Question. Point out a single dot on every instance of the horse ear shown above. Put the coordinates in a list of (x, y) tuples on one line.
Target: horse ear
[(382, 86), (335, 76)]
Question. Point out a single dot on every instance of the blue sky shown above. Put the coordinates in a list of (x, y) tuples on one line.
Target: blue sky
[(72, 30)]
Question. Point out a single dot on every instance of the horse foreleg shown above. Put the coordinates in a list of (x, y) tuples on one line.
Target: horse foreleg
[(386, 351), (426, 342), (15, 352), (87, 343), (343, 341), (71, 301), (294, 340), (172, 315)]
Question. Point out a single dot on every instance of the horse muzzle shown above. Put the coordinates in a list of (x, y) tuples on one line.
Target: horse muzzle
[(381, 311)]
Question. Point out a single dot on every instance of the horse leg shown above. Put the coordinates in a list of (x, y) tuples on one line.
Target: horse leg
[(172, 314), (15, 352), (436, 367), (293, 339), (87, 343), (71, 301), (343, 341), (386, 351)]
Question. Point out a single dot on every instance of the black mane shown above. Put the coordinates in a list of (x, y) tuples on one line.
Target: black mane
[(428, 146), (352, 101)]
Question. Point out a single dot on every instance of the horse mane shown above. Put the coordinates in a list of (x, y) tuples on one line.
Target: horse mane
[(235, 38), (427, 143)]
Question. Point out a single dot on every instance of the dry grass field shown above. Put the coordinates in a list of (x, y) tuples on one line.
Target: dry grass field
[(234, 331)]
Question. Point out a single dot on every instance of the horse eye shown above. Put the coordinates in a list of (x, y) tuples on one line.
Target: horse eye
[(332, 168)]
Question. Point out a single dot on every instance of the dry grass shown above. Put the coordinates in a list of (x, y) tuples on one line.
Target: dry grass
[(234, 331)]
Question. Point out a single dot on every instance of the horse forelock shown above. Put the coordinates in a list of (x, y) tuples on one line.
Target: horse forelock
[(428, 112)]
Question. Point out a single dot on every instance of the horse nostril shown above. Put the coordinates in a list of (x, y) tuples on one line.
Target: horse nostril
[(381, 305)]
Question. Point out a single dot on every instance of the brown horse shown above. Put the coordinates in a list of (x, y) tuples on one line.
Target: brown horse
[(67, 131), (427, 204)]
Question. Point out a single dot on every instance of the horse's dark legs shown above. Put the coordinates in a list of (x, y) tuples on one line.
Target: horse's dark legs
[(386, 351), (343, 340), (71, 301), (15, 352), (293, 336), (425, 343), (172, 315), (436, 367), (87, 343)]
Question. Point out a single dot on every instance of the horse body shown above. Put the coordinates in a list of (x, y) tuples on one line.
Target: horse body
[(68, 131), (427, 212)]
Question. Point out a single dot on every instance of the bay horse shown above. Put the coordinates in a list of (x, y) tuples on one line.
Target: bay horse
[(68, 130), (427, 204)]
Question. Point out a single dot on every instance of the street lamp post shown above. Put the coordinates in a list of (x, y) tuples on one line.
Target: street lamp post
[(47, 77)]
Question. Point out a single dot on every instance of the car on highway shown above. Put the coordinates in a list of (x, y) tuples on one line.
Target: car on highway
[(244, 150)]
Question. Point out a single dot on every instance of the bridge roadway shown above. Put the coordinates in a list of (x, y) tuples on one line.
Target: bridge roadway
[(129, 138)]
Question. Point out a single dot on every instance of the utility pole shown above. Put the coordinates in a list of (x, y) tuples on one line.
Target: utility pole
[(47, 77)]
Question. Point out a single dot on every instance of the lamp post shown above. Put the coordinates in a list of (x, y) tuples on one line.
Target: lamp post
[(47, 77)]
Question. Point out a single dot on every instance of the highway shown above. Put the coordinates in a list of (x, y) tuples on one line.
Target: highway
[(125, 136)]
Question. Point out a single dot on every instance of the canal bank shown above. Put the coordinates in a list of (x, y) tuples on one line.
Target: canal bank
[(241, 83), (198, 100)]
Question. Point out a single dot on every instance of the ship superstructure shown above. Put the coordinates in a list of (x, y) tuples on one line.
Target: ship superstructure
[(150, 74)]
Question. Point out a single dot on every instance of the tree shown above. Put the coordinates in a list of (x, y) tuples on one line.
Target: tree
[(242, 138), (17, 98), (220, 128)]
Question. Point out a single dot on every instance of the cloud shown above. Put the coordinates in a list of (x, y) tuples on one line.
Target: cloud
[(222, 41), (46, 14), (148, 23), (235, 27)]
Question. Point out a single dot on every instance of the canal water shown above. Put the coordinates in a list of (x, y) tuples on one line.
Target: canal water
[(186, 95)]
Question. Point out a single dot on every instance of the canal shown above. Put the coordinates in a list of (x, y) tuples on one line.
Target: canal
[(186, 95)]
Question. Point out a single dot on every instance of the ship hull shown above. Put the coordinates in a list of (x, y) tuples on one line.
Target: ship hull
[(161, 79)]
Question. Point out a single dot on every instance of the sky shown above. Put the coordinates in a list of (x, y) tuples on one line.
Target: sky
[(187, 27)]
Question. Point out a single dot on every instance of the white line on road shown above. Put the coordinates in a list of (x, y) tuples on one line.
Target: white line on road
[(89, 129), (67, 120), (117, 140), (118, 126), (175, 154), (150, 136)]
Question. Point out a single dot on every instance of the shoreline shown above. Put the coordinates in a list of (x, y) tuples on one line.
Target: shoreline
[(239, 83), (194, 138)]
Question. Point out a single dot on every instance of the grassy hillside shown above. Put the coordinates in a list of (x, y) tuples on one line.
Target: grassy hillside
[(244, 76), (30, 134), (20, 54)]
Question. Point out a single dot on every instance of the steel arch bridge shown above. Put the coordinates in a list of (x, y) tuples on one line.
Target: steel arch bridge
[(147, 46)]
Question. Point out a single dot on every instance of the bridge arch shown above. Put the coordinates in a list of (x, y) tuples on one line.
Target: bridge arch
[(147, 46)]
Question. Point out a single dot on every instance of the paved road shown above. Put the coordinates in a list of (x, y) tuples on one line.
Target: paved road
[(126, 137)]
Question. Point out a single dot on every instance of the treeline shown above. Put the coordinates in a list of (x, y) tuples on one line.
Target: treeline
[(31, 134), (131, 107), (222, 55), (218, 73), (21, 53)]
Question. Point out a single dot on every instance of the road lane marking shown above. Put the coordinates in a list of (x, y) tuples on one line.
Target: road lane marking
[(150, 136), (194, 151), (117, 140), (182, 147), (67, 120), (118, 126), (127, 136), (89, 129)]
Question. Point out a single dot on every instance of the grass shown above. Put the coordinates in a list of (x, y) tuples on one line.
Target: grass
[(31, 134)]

+ + + + + + +

### Short exercise
Return the listing above word for word.

### Response for this exercise
Question. Point out a single dot on every instance of the horse ear shown above. Put the coordinates in a list of (x, y) tuples on one line.
Target: horse ear
[(382, 86), (335, 76)]
Question. Point out a single dot on every instance of the blue sky shown above. Put the coordinates in a list of (x, y) tuples on one line.
Target: blue sky
[(72, 30)]
Question. Point out a single dot on every instance of the horse foreleg shown above. Put the coordinates in a list of (x, y) tuples on one line.
Target: horse foreleg
[(386, 351), (426, 342), (15, 352), (87, 343), (343, 341), (71, 301), (294, 340), (172, 315)]
Question. Point out a single dot on every instance of the horse muzzle shown above. Put the coordinates in a list of (x, y) tuples on one line.
Target: horse muzzle
[(381, 311)]
Question. Point out a single dot on every instance of the horse leg shown above. Put the coordinates in a list of (x, y) tuples on one line.
Target: horse leg
[(172, 314), (15, 352), (436, 367), (293, 339), (87, 343), (71, 301), (343, 341), (386, 351)]
Question. Point out a single dot on every instance of the black mane shown above. Put the coordinates in a list of (x, y) tuples on one line.
Target: black mane
[(428, 146), (352, 101)]
Question. Point out a single dot on every instance of the horse mane shown above. Put the coordinates in a list of (x, y) tuples on one line.
Target: horse mane
[(235, 38), (427, 143)]
Question. Point out a single dot on every instance of the dry grass field shown above. Put the coordinates in a list of (x, y) tuples on one line.
Target: dry grass field
[(234, 331)]
Question. Point out a single dot on every instance of the horse eye shown above. Put the coordinates in a list of (x, y) tuples on one line.
Target: horse eye
[(332, 168)]
Question. Point out a single dot on every instance of the dry grass shown above. Put the coordinates in a list of (x, y) tuples on one line.
Target: dry grass
[(234, 331)]
Question. Point out a single dot on every instance of the horse forelock shown above. Put the coordinates in a list of (x, y) tuples on one line.
Target: horse forelock
[(428, 112)]
Question. Point out a single dot on every instance of the horse nostril shown above. Put the coordinates in a list of (x, y) tuples on one line.
Target: horse nostril
[(381, 305)]
Question. Point out a single dot on every instance of the brown horse shown above. Put the coordinates in a list of (x, y) tuples on one line.
Target: brown horse
[(67, 131), (427, 204)]
Question. Point out a single dot on every instance of the horse's dark legs shown above. Put the coordinates in a list of (x, y) tuples on one line.
Target: horse's dark legs
[(386, 351), (343, 340), (71, 301), (15, 352), (293, 336), (425, 343), (172, 315), (436, 367), (87, 343)]
Question. Point out a single dot on every instance of the horse body shown above. Put the coordinates in a list of (x, y) tuples on one line.
Target: horse body
[(68, 131), (427, 212)]
Question. Point out a single dot on every instance of the bay horse shown above. Put the coordinates in a list of (x, y) tuples on one line.
Target: bay horse
[(68, 130), (427, 204)]
Question. Point out a single dot on every instance of the street lamp post shown above. Put the coordinates in a list of (x, y) tuples on one line.
Target: street lamp post
[(47, 77)]
Question. Point out a single dot on every instance of the car on highway shown above. Put the coordinates in a list of (x, y) tuples on one line.
Target: car on highway
[(244, 150)]
Question. Point out a single dot on every instance of the bridge roadway shown above. Put the coordinates in a list of (x, y) tuples on one line.
Target: bridge roadway
[(129, 138)]
Question. Point out a single dot on every instance of the utility pole shown above. Put the coordinates in a list of (x, y) tuples on one line.
Target: utility pole
[(47, 77)]
Question. Point out a single dot on every instance of the lamp post shown above. Put the coordinates in a list of (x, y) tuples on one line.
Target: lamp post
[(47, 77)]
Question. Point out a single dot on every instance of the highway shown above. Put the coordinates in a list of (x, y) tuples on one line.
Target: highway
[(125, 136)]
Question. Point out a single dot on every instance of the canal bank shown above. Put the coordinates in a list of (x, y) tuples on one line.
Target: canal bank
[(241, 83), (198, 100)]
Question. Point out a single dot on every instance of the ship superstructure shown above. Put the coordinates in a list of (x, y) tuples on one line.
Target: ship superstructure
[(150, 74)]
Question. Point out a single dot on every instance of the tree shown above. Put the coordinates in a list of (x, y) tuples on one line.
Target: tree
[(242, 138), (17, 98), (220, 128)]
Question. Point out a single dot on every instance of the cloud shown above. Put the coordinates in a list of (x, y) tuples on one line.
Target: cloud
[(222, 41), (46, 14), (148, 23), (235, 27)]
Question. Point out a single dot on every instance of the canal water shown above. Put the coordinates in a list of (x, y) tuples on one line.
Target: canal water
[(186, 95)]
Question. Point out a single dot on every instance of the canal shown above. Put the coordinates in a list of (x, y) tuples on one line.
Target: canal
[(186, 95)]
Question. Point out a single dot on every instance of the ship hull shown above. Put the coordinates in a list of (x, y) tuples on one line.
Target: ship hull
[(161, 79)]
Question. Point out a single dot on every instance of the sky shown above. Put the coordinates in a list of (x, y) tuples on one line.
Target: sky
[(187, 27)]
Question. Point out a single dot on every instance of the white line on road shown above. Put the coordinates in a list of (x, y) tuples on one line.
Target: white line on road
[(89, 129), (67, 120), (117, 140), (118, 126), (175, 154), (150, 136)]
Question. Point out a single dot on every instance of the shoreline shown above. Put the coordinates in a list of (x, y) tuples on one line.
Target: shoreline
[(239, 83), (194, 138)]
Question. Point out a single dot on every instance of the grassy hillside shown above. Put the coordinates in a list of (x, y) tuples on one line.
Target: grassy hillside
[(244, 76), (30, 134), (20, 54)]
Question. Point out a single dot on every instance of the steel arch bridge shown above. Put the coordinates in a list of (x, y) tuples on one line.
Target: steel arch bridge
[(147, 46)]
Question. Point out a single dot on every instance of the bridge arch shown above. Put the coordinates in a list of (x, y) tuples on one line.
Target: bridge arch
[(147, 46)]
Question. Point out a single dot on every instance of the paved road shown above. Put the coordinates in a list of (x, y) tuples on one line.
Target: paved road
[(126, 137)]
Question. Point out a single dot on every instance of the treeline shown above. Put the coordinates in a list of (x, y) tuples on one line.
Target: treeline
[(31, 134), (131, 107), (222, 55), (218, 73), (21, 53)]
Question. Point out a single dot on every instance of the road lane marking shown above. Put the coordinates in a list of (x, y) tuples on one line.
Target: road lane marking
[(150, 136), (194, 151), (117, 140), (182, 147), (67, 120), (118, 126), (127, 136), (89, 129)]
Question. Point out a single dot on every instance of the grass shown above. Put the coordinates in a list of (x, y) tuples on one line.
Target: grass
[(31, 134)]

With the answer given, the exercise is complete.